EXTRAIT DU DOCUMENT.
● ● ● ●
HISTOIRE
GENÈSE AFGHANE
DU JIHADISME

octobre 2014

C’était au printemps 1985. J’entreprenais un quatrième voyage de plusieurs mois pour rejoindre la région de Mazar-i-Charif, au nord de l’Afghanistan. D’habitude, je me déplaçais à pied ou à cheval accompagnant les caravanes qui remontaient des armes destinées aux maquis anti-soviétiques. Cette fois, je devais voyager avec une colonne de trois camions chargés de roquettes et de mitrailleuses lourdes, escortés de quelques dizaines de combattants.

Je rejoins la colonne en instance de départ dans la zone tribale pakistanaise. Un secteur interdit aux étrangers dans lequel je circule habillé à l’afghane et pratiquant les us et coutumes de mes hôtes pour passer inaperçu.
● ● ● ●
JEU D'ENREGISTREMENTS.

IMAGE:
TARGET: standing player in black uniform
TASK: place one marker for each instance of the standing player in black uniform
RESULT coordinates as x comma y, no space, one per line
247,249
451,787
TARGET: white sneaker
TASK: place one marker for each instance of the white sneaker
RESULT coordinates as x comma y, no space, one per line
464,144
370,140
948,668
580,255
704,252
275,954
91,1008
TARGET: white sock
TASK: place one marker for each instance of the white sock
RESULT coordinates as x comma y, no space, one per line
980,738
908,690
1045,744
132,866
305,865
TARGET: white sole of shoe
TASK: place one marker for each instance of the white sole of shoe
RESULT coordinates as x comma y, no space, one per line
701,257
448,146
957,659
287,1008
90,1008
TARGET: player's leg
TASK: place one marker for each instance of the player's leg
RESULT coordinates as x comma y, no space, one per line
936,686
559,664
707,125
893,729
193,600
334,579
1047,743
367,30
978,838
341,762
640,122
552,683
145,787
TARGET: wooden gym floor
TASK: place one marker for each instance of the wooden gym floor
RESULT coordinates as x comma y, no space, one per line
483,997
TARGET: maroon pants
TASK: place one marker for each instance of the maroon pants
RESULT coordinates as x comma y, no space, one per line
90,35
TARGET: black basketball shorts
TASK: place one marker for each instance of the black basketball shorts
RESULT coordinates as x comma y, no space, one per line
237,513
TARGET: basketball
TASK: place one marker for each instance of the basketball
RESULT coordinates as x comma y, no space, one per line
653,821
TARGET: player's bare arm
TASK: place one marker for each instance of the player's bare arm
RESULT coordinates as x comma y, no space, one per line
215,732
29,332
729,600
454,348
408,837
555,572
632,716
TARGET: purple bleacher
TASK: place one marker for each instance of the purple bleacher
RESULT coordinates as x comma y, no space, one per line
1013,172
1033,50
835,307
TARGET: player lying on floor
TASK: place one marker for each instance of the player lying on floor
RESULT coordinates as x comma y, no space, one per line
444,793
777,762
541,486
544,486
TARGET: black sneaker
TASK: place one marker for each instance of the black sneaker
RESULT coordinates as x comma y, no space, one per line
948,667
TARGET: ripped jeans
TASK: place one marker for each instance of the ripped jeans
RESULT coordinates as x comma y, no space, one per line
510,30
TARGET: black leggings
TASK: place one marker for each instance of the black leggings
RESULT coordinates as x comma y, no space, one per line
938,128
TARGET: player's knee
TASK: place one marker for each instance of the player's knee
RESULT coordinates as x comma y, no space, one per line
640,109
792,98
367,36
● ● ● ●
CONSIGNE.
Reproduisez, s'il vous plaît, le passage de l'extrait sur la genèse afghane du jihadisme qui va de "C’était au printemps" jusqu'à "pour passer inaperçu.". Le listing n'a aucun rapport avec l'extrait.

RÉPONSE ATTENDUE.
C’était au printemps 1985. J’entreprenais un quatrième voyage de plusieurs mois pour rejoindre la région de Mazar-i-Charif, au nord de l’Afghanistan. D’habitude, je me déplaçais à pied ou à cheval accompagnant les caravanes qui remontaient des armes destinées aux maquis anti-soviétiques. Cette fois, je devais voyager avec une colonne de trois camions chargés de roquettes et de mitrailleuses lourdes, escortés de quelques dizaines de combattants.

Je rejoins la colonne en instance de départ dans la zone tribale pakistanaise. Un secteur interdit aux étrangers dans lequel je circule habillé à l’afghane et pratiquant les us et coutumes de mes hôtes pour passer inaperçu.